**TO-DO LIST:**
1. Update the stretch of the programmatic advertising passage from "Although programmatic advertising" through "is Programmatic Advertising?", putting "ad buying landscape" in place of "ad buying universe".
2. According to the programmatic advertising passage, when did programmatic advertising originate?
3. Resume the programmatic advertising passage after its final sentence.

Although programmatic advertising has dominated the ad buying universe for the past few years, it is still largely misunderstood. Here, we’ll break down the basics of programmatic advertising, ending with why EMG exclusively buys streaming ad inventory programmatically.

What is Programmatic Advertising?

A loaded question, but great for understanding the current advertising ecosystem. In a single sentence, programmatic advertising can be defined as the use of data and automation to buy ad inventory.

Programmatic technology uses data insights that can identify any exact audience that an advertiser wants to target. This data allows advertisers to zoom in on their relevant audiences within their market, then show only those individuals their advertisements, skipping all uninterested viewers. Advertisers just need to select their targeted audience groups, then let automation technology find them across all internet platforms. Workflow automation can purchase digital ad inventory across the internet, from social media, streaming, search, and even digital out-of-home — all defined by the advertiser’s set parameters, and all within less than a second.

Unlike traditional digital advertising methods, where humans manually call a website or TV network to negotiate an untargeted ad buy, programmatic advertising is instantaneous, completely automated, highly-targeted, and cost-efficient. Since its origin in the early 2010s, programmatic’s targeting and automating abilities have taken the digital advertising world by storm.

[Stored dataset items]
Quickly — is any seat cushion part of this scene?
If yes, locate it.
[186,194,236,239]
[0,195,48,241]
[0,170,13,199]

**PER-TASK ANSWERS:**
1.
Although programmatic advertising has dominated the ad buying landscape for the past few years, it is still largely misunderstood. Here, we’ll break down the basics of programmatic advertising, ending with why EMG exclusively buys streaming ad inventory programmatically.

What is Programmatic Advertising?

2. In the early 2010s.

3.
How to Buy Inventory Programmatically

Advertisers can buy media inventory programmatically in a few different ways. While these methods all automatically upload and deliver the advertisement to the targeted individuals’ available inventory, some require direct communication between the publisher and advertiser before programmatic buying can take place. There are three different types:

Real-time bidding (RTB): Also called open auction, RTB decides inventory prices through an instantaneous auction between any bidder. It is an open auction that allows any publisher or advertiser to participate. This process helps manage and allow large audiences to buy inventory in a cost-effective way.

Private marketplace (PMP): This process is similar to the RTB model but restricts who can participate. Advertisers must be invited to have access to PMPs. In some cases, publishers may also allow advertisers to apply for an invitation and be selected by the publisher.

Programmatic direct: In this process, the publisher avoids auctions by selling media inventory at a fixed CPM (cost per mille — or cost per thousand impressions) to a selected advertiser or multiple advertisers. This process excludes ad exchangers, giving the publisher and advertiser more control. It is a slower process, needing communication for approval between the publisher and advertiser. But from there, the ad upload and delivery become automated.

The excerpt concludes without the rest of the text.